▶ _Data records_
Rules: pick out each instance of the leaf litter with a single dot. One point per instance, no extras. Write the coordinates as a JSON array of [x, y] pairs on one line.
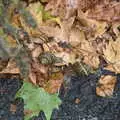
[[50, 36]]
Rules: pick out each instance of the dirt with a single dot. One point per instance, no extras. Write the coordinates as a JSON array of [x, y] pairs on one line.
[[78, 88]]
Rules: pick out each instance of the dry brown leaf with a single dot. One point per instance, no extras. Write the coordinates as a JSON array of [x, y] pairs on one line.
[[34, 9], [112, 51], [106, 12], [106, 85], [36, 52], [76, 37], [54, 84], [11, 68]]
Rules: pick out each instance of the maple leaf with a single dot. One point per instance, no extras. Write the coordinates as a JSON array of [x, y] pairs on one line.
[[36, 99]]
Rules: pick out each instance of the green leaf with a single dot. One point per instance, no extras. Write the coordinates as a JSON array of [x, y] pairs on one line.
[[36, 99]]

...

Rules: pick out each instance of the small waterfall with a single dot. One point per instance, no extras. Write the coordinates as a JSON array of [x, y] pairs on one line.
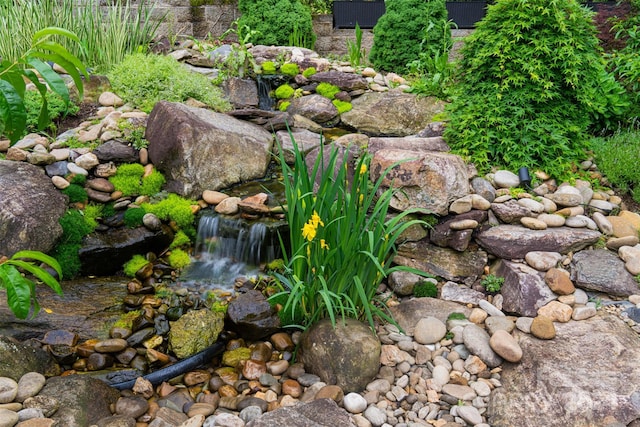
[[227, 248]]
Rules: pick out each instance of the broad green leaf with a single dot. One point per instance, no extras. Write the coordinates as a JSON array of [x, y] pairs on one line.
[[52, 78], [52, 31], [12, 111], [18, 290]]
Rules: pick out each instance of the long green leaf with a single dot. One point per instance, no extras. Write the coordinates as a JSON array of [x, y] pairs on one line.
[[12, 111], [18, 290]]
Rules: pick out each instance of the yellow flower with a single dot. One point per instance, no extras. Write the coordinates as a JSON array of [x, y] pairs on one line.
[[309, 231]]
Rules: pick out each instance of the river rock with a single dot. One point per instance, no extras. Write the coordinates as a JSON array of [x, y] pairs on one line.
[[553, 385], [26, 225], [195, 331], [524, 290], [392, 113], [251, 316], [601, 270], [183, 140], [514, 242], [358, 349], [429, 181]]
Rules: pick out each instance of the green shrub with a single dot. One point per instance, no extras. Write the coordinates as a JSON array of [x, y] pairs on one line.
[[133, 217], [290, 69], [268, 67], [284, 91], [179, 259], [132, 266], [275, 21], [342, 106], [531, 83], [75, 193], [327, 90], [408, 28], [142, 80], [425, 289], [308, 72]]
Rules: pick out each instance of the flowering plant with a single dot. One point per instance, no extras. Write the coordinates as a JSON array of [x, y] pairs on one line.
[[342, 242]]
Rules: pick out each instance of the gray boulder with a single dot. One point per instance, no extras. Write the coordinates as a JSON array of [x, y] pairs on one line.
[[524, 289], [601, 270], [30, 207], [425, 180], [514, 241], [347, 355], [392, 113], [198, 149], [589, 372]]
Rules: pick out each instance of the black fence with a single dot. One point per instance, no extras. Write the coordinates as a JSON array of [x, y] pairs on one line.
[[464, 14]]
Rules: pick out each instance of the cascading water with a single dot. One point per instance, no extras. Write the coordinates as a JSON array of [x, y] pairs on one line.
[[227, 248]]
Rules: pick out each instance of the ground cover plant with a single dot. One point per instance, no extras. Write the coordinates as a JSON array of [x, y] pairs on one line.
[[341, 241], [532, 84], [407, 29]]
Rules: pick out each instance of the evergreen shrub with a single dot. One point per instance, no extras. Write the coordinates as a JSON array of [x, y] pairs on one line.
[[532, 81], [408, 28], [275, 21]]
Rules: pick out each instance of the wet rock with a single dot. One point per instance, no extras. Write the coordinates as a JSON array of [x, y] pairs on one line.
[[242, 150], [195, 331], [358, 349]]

==

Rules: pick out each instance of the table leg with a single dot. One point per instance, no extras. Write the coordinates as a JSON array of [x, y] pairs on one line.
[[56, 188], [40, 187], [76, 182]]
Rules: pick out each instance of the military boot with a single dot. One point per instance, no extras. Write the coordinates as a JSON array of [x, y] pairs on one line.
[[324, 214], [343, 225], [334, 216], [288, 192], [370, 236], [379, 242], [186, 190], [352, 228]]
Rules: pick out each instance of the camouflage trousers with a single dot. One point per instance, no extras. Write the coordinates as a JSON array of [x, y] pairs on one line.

▶ _What you need to do_
Update the part that opens with the line containing "Rules: pick out each instance of the evergreen" and closes with the line containing "[[242, 150], [195, 331], [358, 349]]" by changing "wet rock" to "river stone". Give back only those lines, with everything else left as it is.

▶ _Worked solution_
Rules: pick out each instance of the evergreen shrub with a single dot. One point per instance, no extras. Write the coordinates as a JSON array of [x, y] pairs on one line.
[[532, 81], [408, 28], [275, 21]]
Rules: pick out each instance of the river stone with a single dot. One point per instance, no extras. Write the coordinates as a JSON array of [x, y] pairs on one line.
[[242, 150], [195, 331], [358, 349]]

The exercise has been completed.